» Exercise:
Locate every line in the rows below that contains the word "floor", and copy each of those lines in full. Case counts.
↓
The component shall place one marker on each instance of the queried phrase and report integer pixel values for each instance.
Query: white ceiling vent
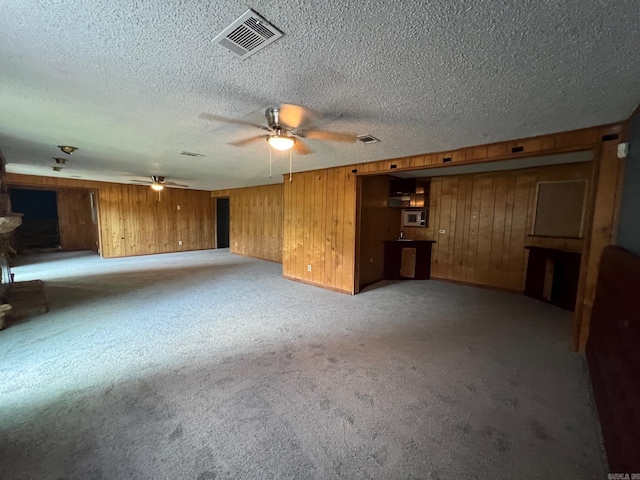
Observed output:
(368, 138)
(247, 35)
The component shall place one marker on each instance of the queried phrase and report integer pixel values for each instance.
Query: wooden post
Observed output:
(601, 231)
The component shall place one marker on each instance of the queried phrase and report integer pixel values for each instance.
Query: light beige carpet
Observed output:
(207, 365)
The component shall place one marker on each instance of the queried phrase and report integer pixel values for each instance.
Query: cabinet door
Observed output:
(408, 263)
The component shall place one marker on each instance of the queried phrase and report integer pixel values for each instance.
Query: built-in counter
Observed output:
(407, 259)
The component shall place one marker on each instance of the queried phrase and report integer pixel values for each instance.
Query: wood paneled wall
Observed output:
(377, 223)
(77, 229)
(481, 222)
(319, 228)
(257, 215)
(133, 222)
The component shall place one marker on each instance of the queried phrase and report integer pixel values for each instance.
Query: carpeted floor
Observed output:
(206, 365)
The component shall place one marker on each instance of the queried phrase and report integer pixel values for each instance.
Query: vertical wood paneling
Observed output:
(322, 204)
(486, 219)
(257, 220)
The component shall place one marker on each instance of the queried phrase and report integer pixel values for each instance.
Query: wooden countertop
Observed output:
(409, 241)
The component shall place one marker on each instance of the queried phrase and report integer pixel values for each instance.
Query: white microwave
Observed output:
(414, 217)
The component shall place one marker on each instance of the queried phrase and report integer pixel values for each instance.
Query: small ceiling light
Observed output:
(280, 142)
(67, 149)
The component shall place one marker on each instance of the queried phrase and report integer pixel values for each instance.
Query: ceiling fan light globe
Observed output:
(281, 143)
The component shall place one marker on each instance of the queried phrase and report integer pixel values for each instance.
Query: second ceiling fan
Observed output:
(287, 125)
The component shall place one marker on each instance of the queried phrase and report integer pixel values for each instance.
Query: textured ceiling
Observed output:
(126, 80)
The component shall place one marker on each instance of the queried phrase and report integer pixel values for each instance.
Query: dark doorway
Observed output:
(222, 222)
(40, 227)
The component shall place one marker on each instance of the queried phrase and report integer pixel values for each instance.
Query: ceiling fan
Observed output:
(286, 125)
(158, 183)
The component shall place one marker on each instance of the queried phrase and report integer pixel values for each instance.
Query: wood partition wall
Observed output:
(133, 222)
(320, 228)
(326, 241)
(481, 224)
(256, 221)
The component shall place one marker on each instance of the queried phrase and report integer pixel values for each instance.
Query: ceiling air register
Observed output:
(247, 35)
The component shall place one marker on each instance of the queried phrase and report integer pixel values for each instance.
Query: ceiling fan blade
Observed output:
(295, 116)
(331, 136)
(246, 141)
(174, 184)
(233, 121)
(301, 148)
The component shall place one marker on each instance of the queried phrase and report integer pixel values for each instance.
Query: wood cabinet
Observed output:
(407, 260)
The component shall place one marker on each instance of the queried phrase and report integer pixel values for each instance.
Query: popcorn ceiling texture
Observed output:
(125, 80)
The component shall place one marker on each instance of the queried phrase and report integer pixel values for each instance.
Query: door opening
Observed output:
(222, 222)
(40, 227)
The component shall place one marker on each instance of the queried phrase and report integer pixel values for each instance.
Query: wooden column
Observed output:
(602, 222)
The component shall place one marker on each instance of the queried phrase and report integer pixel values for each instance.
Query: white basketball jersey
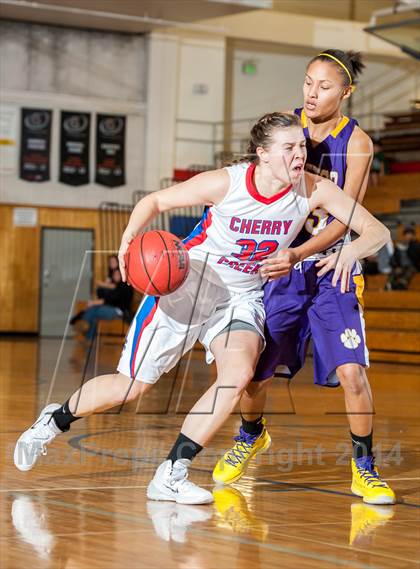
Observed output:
(234, 236)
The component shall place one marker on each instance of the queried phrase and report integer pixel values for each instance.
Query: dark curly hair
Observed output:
(352, 60)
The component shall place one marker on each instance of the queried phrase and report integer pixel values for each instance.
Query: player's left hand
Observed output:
(342, 263)
(280, 265)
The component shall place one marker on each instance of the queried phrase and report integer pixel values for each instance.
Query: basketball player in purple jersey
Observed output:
(303, 303)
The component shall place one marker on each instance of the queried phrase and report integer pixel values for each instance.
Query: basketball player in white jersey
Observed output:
(254, 211)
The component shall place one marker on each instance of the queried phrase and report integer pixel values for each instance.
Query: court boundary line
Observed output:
(75, 443)
(217, 535)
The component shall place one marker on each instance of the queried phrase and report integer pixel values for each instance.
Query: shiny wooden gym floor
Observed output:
(84, 505)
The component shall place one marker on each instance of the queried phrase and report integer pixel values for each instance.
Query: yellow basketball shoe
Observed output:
(365, 520)
(368, 484)
(235, 461)
(234, 513)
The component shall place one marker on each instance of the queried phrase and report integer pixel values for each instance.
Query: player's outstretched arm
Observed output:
(372, 233)
(207, 188)
(359, 159)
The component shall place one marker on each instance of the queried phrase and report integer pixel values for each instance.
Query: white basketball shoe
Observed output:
(33, 442)
(170, 482)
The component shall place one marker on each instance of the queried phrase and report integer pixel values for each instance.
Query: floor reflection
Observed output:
(30, 522)
(234, 513)
(366, 519)
(171, 521)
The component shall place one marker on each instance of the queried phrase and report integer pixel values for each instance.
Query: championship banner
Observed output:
(74, 148)
(35, 145)
(110, 150)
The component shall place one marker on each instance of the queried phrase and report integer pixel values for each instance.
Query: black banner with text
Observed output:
(110, 150)
(74, 148)
(35, 145)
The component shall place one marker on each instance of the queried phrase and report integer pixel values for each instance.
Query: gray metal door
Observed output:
(65, 268)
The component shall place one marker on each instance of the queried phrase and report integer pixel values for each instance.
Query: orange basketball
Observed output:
(157, 263)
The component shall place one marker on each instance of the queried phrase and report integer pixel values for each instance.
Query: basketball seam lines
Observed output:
(167, 257)
(145, 266)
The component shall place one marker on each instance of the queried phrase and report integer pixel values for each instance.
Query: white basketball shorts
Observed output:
(165, 328)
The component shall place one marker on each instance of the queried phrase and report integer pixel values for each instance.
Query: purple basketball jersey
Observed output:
(303, 305)
(329, 160)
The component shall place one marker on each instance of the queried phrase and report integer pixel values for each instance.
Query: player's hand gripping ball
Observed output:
(157, 263)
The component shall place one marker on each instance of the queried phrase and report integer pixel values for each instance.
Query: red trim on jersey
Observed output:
(252, 189)
(147, 321)
(202, 235)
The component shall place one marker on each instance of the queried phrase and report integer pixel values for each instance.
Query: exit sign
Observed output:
(249, 67)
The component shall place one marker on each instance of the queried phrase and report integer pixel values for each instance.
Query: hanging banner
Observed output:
(35, 145)
(110, 150)
(74, 148)
(8, 138)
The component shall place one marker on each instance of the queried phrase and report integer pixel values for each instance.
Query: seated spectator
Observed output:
(112, 266)
(413, 247)
(405, 261)
(378, 164)
(384, 257)
(114, 304)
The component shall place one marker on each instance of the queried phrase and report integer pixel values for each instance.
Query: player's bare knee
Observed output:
(125, 389)
(352, 379)
(243, 377)
(254, 388)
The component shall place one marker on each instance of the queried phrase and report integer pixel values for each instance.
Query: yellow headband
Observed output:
(343, 66)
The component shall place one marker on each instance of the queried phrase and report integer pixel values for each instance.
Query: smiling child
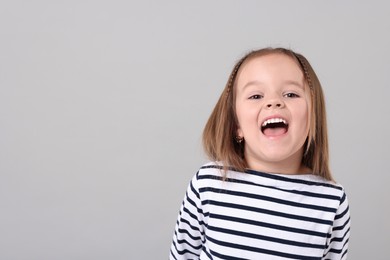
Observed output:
(268, 192)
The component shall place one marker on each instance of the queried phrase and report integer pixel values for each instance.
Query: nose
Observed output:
(274, 103)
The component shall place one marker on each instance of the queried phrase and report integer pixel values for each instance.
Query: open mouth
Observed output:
(274, 127)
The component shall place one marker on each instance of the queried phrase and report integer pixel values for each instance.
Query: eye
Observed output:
(256, 97)
(291, 95)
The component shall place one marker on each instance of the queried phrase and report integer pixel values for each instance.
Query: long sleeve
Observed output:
(339, 235)
(189, 231)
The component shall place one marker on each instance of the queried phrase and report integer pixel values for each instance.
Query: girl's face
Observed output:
(272, 107)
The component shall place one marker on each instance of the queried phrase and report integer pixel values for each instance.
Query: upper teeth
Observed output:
(274, 120)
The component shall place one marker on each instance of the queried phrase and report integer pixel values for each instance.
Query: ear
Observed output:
(239, 132)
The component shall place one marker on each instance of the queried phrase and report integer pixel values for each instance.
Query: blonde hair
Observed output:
(219, 135)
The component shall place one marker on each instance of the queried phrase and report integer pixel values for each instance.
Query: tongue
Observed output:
(274, 131)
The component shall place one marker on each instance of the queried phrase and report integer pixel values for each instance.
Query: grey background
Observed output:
(102, 105)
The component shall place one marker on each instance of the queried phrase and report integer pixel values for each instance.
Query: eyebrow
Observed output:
(287, 82)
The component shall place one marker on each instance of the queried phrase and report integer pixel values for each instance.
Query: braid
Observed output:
(302, 62)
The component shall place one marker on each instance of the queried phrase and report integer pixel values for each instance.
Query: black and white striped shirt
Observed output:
(256, 215)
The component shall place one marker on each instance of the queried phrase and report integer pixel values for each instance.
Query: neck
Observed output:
(292, 165)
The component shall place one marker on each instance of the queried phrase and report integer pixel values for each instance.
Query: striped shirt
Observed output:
(256, 215)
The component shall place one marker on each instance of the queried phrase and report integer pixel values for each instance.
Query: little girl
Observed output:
(268, 192)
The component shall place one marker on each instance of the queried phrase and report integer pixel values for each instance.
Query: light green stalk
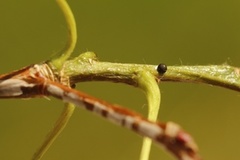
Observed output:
(57, 64)
(86, 67)
(66, 52)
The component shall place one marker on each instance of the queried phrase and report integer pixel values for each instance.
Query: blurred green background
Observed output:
(171, 31)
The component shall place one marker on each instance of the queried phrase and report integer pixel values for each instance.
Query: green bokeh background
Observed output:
(171, 31)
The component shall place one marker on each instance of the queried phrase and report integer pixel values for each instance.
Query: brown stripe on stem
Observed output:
(177, 141)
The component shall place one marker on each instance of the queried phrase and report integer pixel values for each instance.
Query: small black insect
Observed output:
(162, 68)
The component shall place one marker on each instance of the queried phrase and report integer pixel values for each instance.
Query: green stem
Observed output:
(147, 82)
(92, 70)
(66, 52)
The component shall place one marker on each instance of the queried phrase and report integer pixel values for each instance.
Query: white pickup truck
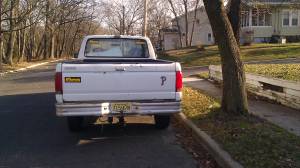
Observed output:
(117, 76)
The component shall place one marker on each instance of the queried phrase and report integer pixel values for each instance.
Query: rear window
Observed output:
(116, 48)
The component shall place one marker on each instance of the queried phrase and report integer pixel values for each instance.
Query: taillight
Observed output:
(179, 84)
(58, 83)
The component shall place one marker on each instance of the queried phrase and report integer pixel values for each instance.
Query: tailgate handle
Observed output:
(121, 69)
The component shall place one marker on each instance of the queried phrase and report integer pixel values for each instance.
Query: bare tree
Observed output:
(234, 100)
(185, 4)
(124, 17)
(177, 21)
(194, 20)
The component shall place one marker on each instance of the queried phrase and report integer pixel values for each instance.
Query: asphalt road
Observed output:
(32, 136)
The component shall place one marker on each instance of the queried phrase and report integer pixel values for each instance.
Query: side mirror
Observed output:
(75, 55)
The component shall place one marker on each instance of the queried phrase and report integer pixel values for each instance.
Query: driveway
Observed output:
(32, 136)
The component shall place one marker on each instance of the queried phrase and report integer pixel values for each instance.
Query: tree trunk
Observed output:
(12, 34)
(234, 100)
(177, 21)
(52, 47)
(185, 2)
(46, 31)
(1, 36)
(234, 18)
(194, 20)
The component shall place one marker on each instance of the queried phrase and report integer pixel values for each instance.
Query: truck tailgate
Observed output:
(118, 82)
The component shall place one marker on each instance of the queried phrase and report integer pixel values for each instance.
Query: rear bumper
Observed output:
(103, 109)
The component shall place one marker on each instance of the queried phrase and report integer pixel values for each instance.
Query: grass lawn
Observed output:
(210, 55)
(253, 142)
(281, 71)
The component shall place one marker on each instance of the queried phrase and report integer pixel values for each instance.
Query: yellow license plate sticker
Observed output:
(121, 107)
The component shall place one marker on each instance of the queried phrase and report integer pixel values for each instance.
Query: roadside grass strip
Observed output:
(253, 142)
(209, 55)
(281, 71)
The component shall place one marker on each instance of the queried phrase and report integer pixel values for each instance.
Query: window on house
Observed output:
(286, 18)
(294, 16)
(261, 17)
(245, 19)
(209, 37)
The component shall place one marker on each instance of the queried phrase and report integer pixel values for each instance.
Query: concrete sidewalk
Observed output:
(282, 116)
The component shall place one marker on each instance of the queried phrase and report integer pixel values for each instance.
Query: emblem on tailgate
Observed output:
(73, 79)
(163, 80)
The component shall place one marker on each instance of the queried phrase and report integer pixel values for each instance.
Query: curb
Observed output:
(29, 67)
(222, 157)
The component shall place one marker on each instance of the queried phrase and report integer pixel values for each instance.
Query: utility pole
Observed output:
(145, 18)
(0, 36)
(123, 20)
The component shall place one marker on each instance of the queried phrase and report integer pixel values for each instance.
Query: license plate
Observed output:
(121, 107)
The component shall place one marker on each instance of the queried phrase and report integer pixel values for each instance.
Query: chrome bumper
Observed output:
(103, 109)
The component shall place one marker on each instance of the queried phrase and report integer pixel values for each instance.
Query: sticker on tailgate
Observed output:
(72, 79)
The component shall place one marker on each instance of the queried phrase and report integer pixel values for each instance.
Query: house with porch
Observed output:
(261, 21)
(270, 20)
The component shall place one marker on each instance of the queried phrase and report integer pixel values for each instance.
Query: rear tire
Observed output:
(75, 124)
(162, 121)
↑
» Response to this exercise:
Query: carpeted floor
Query: shiny wooden gym floor
Query: floor reflection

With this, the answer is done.